___ DOCUMENT TEXT ___

Exits to the Posthuman Future by Kroker Arthur;

Exits to the Posthuman Future by Kroker Arthur;

Author:Kroker, Arthur;
Language: eng
Format: epub
Publisher: Wiley
Published: 2013-11-07T16:00:00+00:00


In the usual way of all scientific experiments with the human body, the animal species selected for a digital eye implant is the rabbit. Definitely not mindful of Donna Haraway's understanding of animals as “companion species,” the body of the bunny is scientifically repurposed to become a platform for digital lenses. Did anyone think to ask what's a bunny's vision of the world? Or did the bunny consent to seeing fields of edible grass in a newly augmented digital way?

That the bunny was never consulted about the advantages of augmented reality is itself perhaps very revelatory of the impoverished vision of a scientist. Isn't there an indispensable ethical reflex associated with human vision, a carefully nurtured sense that human vision is not simply about appropriation, but appreciation? Strip human vision of a complex sense of critical appreciation of the world around us, and aren't we suddenly left in a world of bunnies as objects of technological appropriation, objects of abuse value?

___ RAW DATA ___

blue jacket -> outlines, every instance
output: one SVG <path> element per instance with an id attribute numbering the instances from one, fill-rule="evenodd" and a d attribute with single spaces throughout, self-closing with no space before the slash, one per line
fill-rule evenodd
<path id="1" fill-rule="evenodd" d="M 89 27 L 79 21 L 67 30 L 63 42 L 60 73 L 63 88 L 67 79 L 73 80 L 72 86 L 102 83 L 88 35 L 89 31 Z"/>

___

Do these statements agree with the excerpt on digital eye implants? 1. The animal chosen for the digital eye implant is the rabbit. 2. The bunny was asked about the advantages of augmented reality. 3. The book's format is PDF. For each, answer yes or no and quote the words from the excerpt that decide it.

1. Yes: "the animal species selected for a digital eye implant is the rabbit"
2. No: "the bunny was never consulted about the advantages of augmented reality"
3. No: "Format: epub"